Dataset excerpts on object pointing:
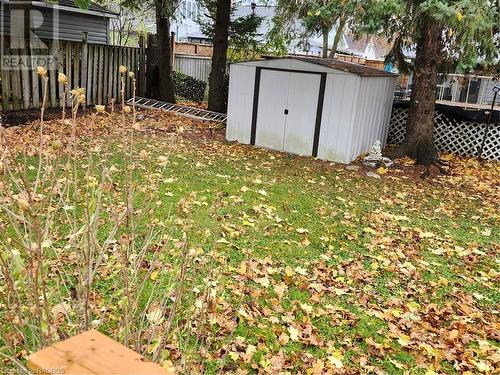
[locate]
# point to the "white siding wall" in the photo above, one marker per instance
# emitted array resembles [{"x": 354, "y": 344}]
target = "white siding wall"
[
  {"x": 372, "y": 115},
  {"x": 356, "y": 110},
  {"x": 339, "y": 110},
  {"x": 240, "y": 103}
]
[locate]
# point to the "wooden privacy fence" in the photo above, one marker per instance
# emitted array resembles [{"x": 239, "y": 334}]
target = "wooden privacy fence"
[
  {"x": 92, "y": 66},
  {"x": 194, "y": 66}
]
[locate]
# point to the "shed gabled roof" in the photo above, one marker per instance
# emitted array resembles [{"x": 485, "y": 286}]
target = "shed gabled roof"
[{"x": 361, "y": 70}]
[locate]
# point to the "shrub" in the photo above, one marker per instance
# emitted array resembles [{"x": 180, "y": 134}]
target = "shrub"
[{"x": 188, "y": 87}]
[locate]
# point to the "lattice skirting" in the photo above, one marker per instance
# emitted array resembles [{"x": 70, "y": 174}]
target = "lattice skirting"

**Task goal:**
Turn each line of the material above into a row of a Markdown table with the columns "Row" and "Line," leaving out blank lines. Do not include the pictures.

**Solution to the problem:**
| Row | Line |
|---|---|
| 1 | [locate] |
| 2 | # point to the "white siding wall" in the photo above, one marker per instance |
| 3 | # emitted array resembles [{"x": 354, "y": 344}] |
| 4 | target = "white siding wall" |
| 5 | [ |
| 6 |   {"x": 372, "y": 115}, |
| 7 |   {"x": 356, "y": 110}, |
| 8 |   {"x": 339, "y": 110}, |
| 9 |   {"x": 240, "y": 103} |
| 10 | ] |
| 11 | [locate] |
| 12 | # point to the "wooden privacy fence" in the photo above, one marker per instance |
| 13 | # emitted array resembles [{"x": 239, "y": 334}] |
| 14 | target = "wooden privacy fence" |
| 15 | [ |
| 16 |   {"x": 92, "y": 66}, |
| 17 |   {"x": 194, "y": 66} |
| 18 | ] |
| 19 | [locate] |
| 20 | # point to the "shed gabled roof" in the photo above, one marker per instance |
| 21 | # emitted array resembles [{"x": 485, "y": 286}] |
| 22 | target = "shed gabled roof" |
| 23 | [{"x": 361, "y": 70}] |
| 24 | [locate] |
| 25 | # point to the "shrub" in the photo above, one marker per instance |
| 26 | # emitted array resembles [{"x": 180, "y": 134}] |
| 27 | target = "shrub" |
| 28 | [{"x": 188, "y": 87}] |
| 29 | [locate] |
| 30 | # point to the "lattice skirting" in the photo above, one marker per instance |
| 31 | # emitted array resembles [{"x": 70, "y": 174}] |
| 32 | target = "lattice skirting" |